INSTRUCTION:
Pick out each line of the records below that contains the word "metal" and copy those lines.

(Coordinate annotation entries)
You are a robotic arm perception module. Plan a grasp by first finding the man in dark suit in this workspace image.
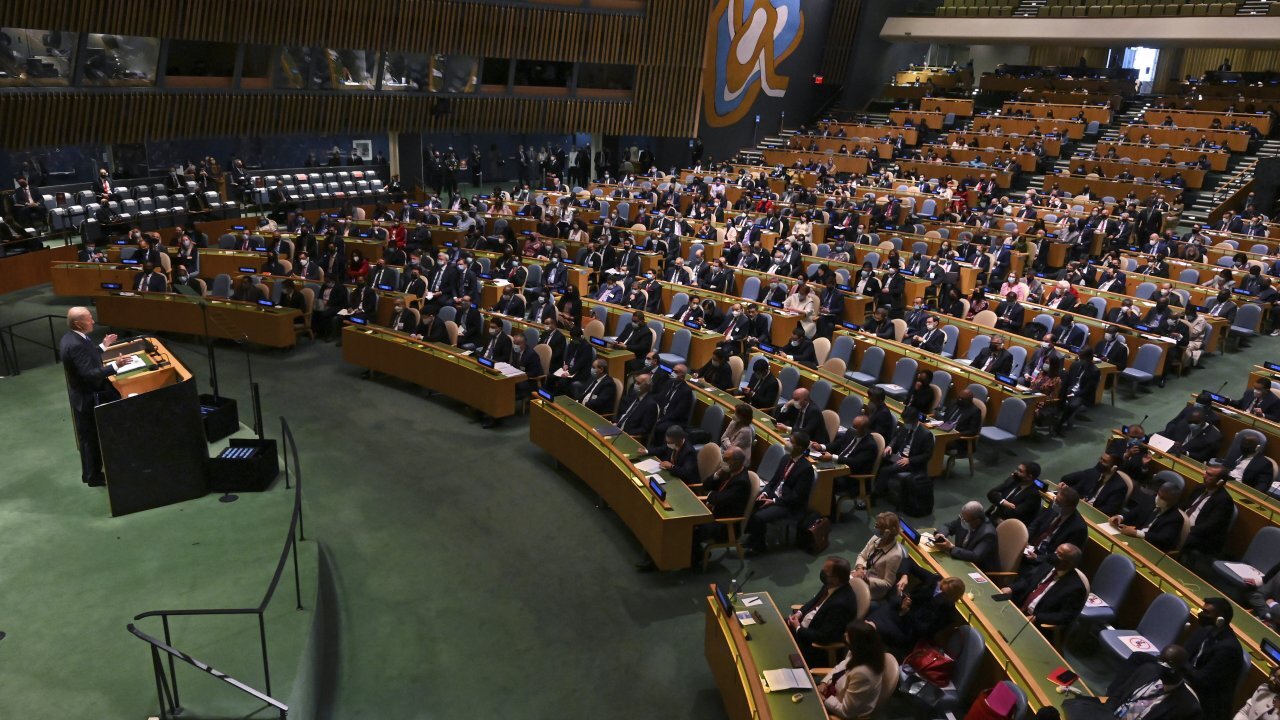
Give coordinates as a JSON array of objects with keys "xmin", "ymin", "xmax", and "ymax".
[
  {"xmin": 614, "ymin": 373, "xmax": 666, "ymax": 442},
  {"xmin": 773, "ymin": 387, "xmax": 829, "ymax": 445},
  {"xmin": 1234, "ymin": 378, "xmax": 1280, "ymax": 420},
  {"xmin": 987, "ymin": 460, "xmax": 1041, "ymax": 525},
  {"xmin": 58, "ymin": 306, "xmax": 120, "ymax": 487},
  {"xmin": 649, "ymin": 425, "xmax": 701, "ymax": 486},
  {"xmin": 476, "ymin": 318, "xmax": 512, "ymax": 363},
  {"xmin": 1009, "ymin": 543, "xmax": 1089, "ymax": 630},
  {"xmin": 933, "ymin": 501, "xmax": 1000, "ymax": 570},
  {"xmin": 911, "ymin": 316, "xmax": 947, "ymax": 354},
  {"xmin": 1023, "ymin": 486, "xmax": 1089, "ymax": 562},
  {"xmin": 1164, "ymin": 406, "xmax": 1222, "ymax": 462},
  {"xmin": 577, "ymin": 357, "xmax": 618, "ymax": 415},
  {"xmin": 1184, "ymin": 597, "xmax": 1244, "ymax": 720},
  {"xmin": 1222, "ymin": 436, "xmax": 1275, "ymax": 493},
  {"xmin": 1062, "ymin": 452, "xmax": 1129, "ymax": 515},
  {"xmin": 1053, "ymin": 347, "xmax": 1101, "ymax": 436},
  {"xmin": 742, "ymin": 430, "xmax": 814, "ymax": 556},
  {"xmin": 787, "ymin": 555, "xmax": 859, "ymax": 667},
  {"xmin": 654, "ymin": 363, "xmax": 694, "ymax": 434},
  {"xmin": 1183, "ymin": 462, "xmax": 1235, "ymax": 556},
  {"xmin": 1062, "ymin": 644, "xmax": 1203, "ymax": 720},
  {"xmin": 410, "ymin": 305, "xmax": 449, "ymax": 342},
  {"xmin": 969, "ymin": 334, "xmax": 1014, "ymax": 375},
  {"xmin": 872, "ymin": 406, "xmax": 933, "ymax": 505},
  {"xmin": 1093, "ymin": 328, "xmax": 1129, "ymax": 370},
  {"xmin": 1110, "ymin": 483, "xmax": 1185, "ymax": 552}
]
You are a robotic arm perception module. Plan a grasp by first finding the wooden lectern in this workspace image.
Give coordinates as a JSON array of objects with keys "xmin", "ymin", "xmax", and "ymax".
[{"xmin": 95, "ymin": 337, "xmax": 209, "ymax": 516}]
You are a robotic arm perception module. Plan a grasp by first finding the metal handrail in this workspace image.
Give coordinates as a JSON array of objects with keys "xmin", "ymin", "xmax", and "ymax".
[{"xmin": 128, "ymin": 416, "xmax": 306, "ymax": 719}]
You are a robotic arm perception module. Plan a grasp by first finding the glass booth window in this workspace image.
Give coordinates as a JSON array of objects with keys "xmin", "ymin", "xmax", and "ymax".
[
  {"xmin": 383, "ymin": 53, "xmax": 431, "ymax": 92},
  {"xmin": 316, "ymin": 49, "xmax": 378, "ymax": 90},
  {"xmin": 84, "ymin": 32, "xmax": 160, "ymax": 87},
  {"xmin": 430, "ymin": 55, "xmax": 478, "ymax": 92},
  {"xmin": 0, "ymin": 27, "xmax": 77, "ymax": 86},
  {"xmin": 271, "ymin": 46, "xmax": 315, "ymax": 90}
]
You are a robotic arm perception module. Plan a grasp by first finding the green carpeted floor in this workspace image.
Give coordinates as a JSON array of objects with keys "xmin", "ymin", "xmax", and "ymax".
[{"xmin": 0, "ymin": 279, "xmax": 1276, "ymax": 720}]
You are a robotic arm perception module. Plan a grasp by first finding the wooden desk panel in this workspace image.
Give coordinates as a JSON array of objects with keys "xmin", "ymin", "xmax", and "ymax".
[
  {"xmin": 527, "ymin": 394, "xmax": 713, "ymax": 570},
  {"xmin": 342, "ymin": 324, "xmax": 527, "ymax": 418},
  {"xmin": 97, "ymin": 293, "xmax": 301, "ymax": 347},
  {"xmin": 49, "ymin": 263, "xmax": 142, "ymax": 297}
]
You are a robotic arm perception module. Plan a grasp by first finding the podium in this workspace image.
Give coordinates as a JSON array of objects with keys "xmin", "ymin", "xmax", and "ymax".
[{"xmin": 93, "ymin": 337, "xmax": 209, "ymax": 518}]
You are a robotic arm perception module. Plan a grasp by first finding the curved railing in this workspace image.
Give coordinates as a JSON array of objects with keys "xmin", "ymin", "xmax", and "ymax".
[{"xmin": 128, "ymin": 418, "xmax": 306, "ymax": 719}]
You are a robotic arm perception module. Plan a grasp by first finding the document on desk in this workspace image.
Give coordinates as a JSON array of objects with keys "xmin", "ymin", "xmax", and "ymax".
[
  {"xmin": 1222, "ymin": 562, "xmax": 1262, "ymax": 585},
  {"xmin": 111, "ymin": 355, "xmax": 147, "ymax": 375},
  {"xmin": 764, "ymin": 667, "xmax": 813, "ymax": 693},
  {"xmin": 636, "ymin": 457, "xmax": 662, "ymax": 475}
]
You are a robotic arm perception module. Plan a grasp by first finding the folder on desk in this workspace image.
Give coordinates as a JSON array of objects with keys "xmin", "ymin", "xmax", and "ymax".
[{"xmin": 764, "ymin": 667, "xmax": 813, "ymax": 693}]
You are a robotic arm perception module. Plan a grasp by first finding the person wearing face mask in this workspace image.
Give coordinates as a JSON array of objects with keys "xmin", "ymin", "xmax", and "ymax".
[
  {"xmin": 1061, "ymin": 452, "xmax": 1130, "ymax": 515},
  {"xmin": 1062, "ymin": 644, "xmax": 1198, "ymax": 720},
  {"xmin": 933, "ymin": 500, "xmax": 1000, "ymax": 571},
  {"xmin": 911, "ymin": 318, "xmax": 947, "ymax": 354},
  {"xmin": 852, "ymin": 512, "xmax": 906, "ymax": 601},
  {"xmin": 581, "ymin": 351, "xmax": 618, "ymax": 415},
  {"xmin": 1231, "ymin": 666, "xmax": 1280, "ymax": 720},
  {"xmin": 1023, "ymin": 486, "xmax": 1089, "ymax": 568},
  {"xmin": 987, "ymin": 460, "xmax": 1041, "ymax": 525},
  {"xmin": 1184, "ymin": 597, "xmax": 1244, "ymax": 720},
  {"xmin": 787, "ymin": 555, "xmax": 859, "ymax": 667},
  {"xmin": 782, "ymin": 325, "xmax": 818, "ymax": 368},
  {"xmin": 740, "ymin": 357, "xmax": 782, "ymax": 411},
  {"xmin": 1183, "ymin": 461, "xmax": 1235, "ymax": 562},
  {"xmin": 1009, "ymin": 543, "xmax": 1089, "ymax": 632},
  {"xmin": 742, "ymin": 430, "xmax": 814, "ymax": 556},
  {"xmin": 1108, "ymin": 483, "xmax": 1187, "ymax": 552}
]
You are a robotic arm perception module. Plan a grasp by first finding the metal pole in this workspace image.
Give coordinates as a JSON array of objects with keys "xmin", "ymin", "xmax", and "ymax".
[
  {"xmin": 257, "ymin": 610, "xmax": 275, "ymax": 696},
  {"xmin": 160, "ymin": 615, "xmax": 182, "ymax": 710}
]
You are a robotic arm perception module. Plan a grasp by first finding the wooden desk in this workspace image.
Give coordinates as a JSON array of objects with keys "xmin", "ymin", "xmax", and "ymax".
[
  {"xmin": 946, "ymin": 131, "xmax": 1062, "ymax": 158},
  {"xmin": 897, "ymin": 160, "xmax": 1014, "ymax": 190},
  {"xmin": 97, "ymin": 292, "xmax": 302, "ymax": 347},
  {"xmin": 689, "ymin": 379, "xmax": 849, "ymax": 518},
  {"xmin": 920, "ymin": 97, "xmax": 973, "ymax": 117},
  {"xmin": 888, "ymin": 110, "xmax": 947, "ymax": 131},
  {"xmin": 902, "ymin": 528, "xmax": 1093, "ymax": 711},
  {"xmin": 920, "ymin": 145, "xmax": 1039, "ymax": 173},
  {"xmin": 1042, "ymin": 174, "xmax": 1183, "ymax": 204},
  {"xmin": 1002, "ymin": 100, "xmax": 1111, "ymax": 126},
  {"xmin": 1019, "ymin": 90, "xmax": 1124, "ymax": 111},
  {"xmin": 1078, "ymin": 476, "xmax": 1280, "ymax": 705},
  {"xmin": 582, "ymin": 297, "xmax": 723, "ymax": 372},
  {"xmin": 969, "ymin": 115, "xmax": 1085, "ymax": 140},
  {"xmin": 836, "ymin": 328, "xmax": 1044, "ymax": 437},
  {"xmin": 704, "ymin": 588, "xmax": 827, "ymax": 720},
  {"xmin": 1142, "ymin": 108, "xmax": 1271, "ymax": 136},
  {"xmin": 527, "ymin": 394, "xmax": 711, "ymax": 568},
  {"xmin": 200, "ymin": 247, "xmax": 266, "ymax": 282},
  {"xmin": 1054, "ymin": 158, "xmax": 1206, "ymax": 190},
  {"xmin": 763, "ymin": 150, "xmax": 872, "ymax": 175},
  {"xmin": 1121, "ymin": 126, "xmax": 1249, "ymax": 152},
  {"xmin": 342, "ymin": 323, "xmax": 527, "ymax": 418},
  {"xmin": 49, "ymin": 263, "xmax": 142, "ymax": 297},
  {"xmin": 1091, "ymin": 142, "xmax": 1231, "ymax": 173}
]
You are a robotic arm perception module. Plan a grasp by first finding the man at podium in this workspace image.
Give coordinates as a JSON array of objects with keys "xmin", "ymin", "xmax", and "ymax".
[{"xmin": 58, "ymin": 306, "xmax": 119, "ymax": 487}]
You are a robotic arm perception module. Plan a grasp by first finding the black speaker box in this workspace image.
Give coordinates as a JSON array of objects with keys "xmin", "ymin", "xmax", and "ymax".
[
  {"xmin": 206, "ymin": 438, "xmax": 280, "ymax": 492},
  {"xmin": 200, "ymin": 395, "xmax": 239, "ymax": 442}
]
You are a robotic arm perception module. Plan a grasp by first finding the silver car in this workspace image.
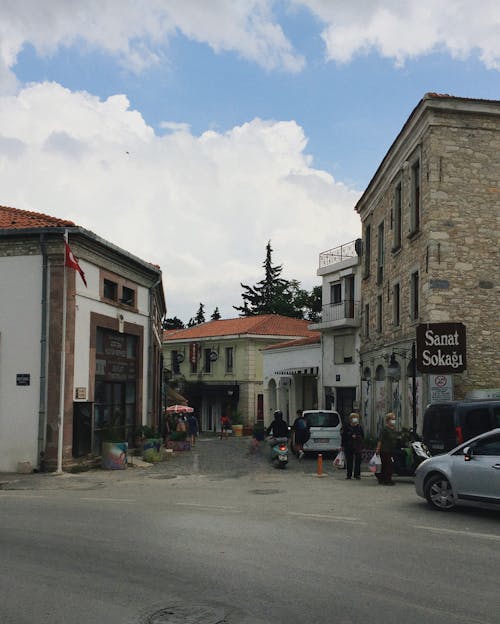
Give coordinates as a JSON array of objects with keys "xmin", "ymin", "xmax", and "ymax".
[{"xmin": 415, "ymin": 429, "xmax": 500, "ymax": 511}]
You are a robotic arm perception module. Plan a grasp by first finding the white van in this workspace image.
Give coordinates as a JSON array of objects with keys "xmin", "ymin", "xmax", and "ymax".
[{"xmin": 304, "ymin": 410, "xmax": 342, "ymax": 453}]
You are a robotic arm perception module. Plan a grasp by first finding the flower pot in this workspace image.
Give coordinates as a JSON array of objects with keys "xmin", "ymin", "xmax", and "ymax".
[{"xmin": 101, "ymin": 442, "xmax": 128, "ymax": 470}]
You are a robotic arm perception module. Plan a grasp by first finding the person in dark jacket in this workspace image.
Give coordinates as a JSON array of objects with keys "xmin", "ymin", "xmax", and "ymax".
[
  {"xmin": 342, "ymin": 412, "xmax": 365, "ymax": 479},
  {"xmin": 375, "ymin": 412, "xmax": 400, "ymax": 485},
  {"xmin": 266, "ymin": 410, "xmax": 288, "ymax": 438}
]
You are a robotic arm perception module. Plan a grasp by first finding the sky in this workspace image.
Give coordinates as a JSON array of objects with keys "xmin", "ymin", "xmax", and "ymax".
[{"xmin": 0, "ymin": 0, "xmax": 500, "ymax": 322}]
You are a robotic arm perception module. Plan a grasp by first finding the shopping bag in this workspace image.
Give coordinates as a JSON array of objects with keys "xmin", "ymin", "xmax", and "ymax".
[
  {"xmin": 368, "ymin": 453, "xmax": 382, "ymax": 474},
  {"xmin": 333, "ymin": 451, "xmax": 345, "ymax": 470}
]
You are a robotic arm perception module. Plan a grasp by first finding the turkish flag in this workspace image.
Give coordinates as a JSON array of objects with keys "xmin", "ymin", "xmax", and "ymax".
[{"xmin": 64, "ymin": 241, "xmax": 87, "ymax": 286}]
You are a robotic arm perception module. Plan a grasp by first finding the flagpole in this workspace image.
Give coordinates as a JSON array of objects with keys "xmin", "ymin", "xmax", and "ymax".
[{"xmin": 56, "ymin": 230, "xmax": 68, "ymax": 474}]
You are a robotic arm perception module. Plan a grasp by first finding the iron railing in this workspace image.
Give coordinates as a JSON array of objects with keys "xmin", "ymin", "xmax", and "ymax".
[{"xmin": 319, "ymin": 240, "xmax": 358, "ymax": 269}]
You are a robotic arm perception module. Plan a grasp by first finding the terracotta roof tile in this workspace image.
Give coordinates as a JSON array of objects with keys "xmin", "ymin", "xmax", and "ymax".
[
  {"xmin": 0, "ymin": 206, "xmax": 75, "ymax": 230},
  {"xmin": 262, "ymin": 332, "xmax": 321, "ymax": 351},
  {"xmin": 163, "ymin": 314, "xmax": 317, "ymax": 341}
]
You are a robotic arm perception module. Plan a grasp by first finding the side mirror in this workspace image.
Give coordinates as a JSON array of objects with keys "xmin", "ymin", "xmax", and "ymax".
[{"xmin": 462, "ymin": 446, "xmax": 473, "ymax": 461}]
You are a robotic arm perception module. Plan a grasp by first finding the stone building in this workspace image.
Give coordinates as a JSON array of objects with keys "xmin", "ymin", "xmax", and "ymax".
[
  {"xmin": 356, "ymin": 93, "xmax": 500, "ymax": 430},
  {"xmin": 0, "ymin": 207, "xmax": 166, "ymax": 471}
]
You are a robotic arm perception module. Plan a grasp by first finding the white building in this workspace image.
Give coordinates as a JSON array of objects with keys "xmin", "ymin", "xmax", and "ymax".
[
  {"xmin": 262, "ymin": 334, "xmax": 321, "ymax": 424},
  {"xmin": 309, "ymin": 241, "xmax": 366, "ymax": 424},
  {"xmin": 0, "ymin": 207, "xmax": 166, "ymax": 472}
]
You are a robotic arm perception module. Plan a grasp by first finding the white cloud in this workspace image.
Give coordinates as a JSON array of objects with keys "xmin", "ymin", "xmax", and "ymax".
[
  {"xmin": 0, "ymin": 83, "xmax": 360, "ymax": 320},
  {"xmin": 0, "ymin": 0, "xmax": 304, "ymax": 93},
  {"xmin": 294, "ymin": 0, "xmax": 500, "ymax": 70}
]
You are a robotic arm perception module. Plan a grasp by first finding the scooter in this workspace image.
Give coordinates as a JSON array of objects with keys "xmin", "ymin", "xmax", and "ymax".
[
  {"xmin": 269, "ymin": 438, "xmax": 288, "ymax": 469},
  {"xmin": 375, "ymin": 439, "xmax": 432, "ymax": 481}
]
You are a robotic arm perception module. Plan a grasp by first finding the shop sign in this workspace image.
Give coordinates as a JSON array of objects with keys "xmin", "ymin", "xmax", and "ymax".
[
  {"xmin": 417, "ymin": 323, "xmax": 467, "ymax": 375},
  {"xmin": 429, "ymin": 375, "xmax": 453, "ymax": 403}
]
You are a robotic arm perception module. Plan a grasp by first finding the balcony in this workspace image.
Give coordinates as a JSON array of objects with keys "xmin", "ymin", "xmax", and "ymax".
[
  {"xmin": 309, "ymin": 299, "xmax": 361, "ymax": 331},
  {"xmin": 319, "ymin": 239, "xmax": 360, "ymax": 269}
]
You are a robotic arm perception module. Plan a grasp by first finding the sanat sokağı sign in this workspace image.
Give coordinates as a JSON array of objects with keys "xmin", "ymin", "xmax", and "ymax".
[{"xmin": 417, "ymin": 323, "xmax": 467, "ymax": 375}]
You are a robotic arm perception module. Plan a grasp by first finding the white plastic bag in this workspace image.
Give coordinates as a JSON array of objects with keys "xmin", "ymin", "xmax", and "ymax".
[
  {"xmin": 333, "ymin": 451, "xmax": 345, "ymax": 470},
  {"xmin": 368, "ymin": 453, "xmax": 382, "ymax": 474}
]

WRITTEN SOLUTION:
You are a robotic arm perception module. Plan a grasp by first finding the metal handrail in this workspace image.
You are a robotic arm perception module. Plan a grasp by first finding the metal pole in this workspace image.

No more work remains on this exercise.